_TASK REQUIREMENTS_
In the listing below, copy every line from the one containing "Find every instance of the long" up to and including the last line of the listing, requests included. Multiply each point coordinate in the answers by 2.1 and round to a whole number, halves up, leaving the coordinates in the requests and their format samples unchanged.

_RECORDS FOR THIS TASK_
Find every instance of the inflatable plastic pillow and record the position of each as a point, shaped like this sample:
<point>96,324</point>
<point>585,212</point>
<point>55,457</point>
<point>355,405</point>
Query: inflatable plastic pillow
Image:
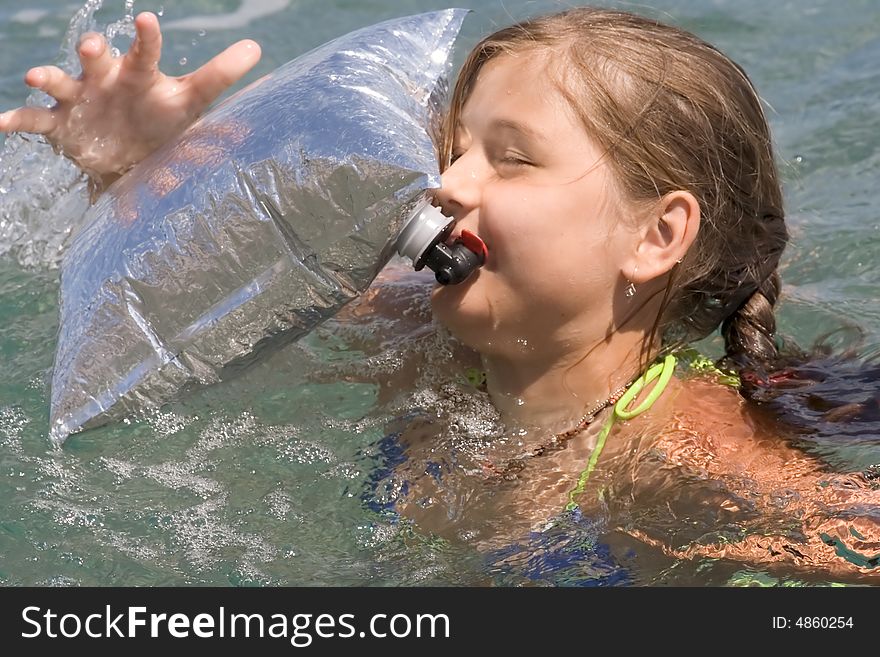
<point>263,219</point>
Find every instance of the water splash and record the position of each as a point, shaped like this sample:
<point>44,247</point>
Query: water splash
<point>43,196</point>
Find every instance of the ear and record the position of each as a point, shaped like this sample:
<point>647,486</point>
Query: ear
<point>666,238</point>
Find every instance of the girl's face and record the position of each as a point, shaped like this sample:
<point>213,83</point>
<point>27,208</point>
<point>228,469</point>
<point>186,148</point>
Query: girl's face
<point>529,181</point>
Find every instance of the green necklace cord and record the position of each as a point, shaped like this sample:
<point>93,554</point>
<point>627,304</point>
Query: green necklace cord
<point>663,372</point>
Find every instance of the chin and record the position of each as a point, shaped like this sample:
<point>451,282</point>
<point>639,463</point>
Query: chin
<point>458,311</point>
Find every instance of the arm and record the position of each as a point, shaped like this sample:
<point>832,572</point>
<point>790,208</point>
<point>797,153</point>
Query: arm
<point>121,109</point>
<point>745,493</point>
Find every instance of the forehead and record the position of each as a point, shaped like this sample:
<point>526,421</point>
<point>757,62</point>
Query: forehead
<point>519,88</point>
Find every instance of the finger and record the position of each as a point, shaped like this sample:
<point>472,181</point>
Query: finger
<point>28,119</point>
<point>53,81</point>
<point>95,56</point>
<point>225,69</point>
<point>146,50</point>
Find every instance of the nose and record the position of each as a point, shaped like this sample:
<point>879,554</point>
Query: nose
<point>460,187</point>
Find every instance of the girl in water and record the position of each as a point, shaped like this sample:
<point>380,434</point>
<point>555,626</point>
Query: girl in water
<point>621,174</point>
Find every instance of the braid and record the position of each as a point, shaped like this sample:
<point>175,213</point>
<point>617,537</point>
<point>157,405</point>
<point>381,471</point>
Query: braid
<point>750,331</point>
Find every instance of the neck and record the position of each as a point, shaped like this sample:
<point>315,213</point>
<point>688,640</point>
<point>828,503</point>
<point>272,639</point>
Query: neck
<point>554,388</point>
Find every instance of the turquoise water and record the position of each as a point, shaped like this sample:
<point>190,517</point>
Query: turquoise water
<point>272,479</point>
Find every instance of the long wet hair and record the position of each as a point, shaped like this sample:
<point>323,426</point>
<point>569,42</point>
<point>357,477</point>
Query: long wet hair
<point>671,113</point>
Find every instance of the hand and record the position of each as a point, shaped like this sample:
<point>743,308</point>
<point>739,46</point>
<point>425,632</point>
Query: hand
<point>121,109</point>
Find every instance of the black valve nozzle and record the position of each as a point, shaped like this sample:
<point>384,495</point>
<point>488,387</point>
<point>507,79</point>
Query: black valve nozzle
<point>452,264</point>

_TASK OUTPUT_
Find every instance of the long wet hair and record the position of each as a point, shaped like this sample:
<point>323,426</point>
<point>569,42</point>
<point>357,477</point>
Query: long wet hair
<point>1409,237</point>
Find every instance of the hand and record the position of each as a point, shaped like this sample:
<point>743,308</point>
<point>739,46</point>
<point>425,632</point>
Query: hand
<point>254,229</point>
Find every instance of the black valve nozzle and record the position of each as a point, shaped like this sample:
<point>384,495</point>
<point>488,387</point>
<point>507,79</point>
Query: black valve nozzle
<point>949,554</point>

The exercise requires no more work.